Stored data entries
————

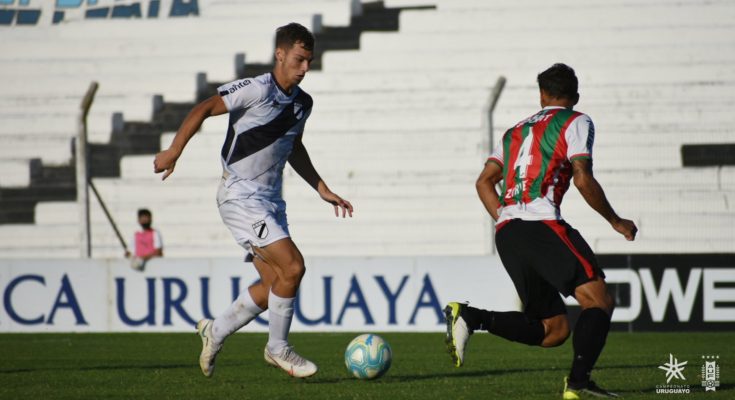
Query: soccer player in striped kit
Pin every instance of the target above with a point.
(544, 256)
(267, 117)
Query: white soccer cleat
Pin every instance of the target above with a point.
(209, 347)
(458, 334)
(291, 362)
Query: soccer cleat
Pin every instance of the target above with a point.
(590, 390)
(291, 362)
(209, 348)
(457, 332)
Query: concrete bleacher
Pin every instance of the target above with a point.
(398, 126)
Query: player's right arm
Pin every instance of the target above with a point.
(166, 160)
(485, 185)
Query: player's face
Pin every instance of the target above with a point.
(294, 63)
(144, 220)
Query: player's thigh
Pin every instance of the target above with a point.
(254, 222)
(562, 257)
(282, 256)
(540, 299)
(266, 271)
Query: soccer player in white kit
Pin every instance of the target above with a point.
(267, 117)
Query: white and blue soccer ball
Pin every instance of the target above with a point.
(368, 356)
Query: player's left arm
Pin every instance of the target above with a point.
(301, 163)
(485, 185)
(593, 194)
(580, 137)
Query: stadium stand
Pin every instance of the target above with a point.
(398, 126)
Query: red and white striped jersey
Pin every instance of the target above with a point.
(536, 156)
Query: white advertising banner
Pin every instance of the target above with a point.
(337, 294)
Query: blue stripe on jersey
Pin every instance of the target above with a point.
(260, 137)
(230, 134)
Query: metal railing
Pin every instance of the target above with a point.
(494, 97)
(84, 180)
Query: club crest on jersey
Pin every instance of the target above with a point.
(260, 229)
(298, 110)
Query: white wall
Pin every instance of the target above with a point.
(398, 126)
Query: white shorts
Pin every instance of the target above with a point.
(253, 222)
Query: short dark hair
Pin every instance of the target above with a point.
(559, 81)
(289, 35)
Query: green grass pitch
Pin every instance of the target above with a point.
(164, 366)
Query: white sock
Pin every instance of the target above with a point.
(237, 315)
(279, 316)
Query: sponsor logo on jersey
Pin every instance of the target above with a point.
(260, 229)
(238, 85)
(298, 110)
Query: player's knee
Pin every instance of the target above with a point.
(293, 271)
(557, 331)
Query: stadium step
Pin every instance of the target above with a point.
(51, 183)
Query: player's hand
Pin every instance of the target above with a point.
(626, 228)
(165, 162)
(339, 203)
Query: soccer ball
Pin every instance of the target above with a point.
(368, 356)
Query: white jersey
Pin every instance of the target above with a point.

————

Assignment
Final part of the records: return the line that contains "Query: stadium stand" and every line after it, exactly, with no other lines added.

Finished exercise
Query: stadium stand
Pin every instance of the target above with a point.
(398, 126)
Query: red and white striped jersey
Pin every instance of the target above with a point.
(536, 156)
Query: white advertising banner
Pin every instance of the target above with a point.
(337, 294)
Query: blue stripe on jersey
Pin every instance of the target above with a point.
(260, 137)
(230, 134)
Query: metal railing
Pin every instance of the target above with a point.
(494, 97)
(84, 180)
Query: club crest on jersey
Pin every instance of the target above with a point.
(260, 229)
(298, 110)
Query: white wall
Pin every instance of the target above with a point.
(398, 126)
Query: white shorts
Pin every instance of the target above with a point.
(253, 222)
Query: short dark hair
Pin every instance of the target above with a point.
(559, 81)
(289, 35)
Query: green grass pitch
Pin every instance of the target above with a point.
(164, 366)
Query: white sock
Pin every instance of the target above with a point.
(237, 315)
(279, 316)
Query: sponsor logo on jersey
Pin every instance of the target above with a point.
(260, 229)
(238, 85)
(298, 110)
Query: player's knee
Pin every instance of the target above with a point.
(293, 271)
(557, 331)
Query: stadium step
Pin every instance of the target above with a point.
(51, 183)
Query: player's hand
Pin every instance of the target above with a point.
(626, 228)
(165, 162)
(339, 203)
Query: soccer ball
Pin every instance of the target above with a point.
(368, 356)
Query: white jersey
Pin every instance of the target above with a point.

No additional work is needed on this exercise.